Recorded data:
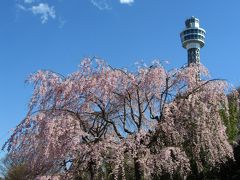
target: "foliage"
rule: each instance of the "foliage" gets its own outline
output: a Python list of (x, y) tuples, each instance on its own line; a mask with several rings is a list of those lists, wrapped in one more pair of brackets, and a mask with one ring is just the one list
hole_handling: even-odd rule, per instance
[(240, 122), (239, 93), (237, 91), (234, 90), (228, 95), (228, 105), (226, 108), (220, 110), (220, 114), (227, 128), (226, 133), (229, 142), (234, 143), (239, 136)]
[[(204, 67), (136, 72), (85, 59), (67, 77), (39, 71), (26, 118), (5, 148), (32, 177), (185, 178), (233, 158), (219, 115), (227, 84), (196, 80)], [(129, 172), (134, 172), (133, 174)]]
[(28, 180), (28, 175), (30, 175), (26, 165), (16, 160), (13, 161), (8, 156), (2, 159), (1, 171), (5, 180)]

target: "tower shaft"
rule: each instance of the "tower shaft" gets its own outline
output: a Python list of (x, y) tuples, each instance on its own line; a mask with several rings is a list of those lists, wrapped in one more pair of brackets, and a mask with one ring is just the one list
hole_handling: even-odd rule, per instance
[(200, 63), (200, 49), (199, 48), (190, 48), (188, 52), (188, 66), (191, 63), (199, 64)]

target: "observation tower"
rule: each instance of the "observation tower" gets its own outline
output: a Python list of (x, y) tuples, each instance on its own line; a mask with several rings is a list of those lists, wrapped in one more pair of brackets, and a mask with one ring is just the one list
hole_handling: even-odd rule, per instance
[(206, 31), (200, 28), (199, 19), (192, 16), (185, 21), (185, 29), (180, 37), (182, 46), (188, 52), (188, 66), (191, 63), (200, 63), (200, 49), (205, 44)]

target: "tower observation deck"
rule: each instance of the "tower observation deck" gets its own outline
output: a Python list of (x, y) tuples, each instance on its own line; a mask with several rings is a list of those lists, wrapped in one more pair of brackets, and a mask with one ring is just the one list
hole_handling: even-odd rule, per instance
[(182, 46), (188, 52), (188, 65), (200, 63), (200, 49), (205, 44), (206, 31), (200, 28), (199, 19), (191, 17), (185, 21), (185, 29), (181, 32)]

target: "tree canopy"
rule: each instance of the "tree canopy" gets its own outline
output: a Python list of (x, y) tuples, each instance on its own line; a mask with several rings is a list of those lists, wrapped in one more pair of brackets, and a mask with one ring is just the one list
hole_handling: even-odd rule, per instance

Task details: Could you reproduce, word for word, every line from the very first one above through the line containing "171), (5, 180)]", both included, leaving out any pictures?

The result:
target: "foliage"
rule: each instance of the "foliage" gets its own outline
output: a Python list of (x, y) tuples, each instance on its own line; a mask with several rings is a list of those lists, wrapped in one more pair of brackets, and a mask with one ring is just the one list
hole_handling: even-odd rule, per instance
[(240, 122), (239, 93), (237, 91), (234, 90), (228, 95), (228, 105), (226, 108), (220, 110), (220, 114), (227, 128), (226, 133), (229, 142), (234, 143), (239, 136)]
[[(204, 67), (136, 72), (85, 59), (67, 77), (39, 71), (26, 118), (5, 148), (32, 177), (185, 178), (233, 158), (219, 115), (227, 84), (196, 80)], [(129, 172), (134, 172), (133, 174)]]
[(28, 180), (28, 175), (30, 175), (26, 165), (16, 160), (13, 161), (8, 156), (2, 159), (1, 171), (5, 180)]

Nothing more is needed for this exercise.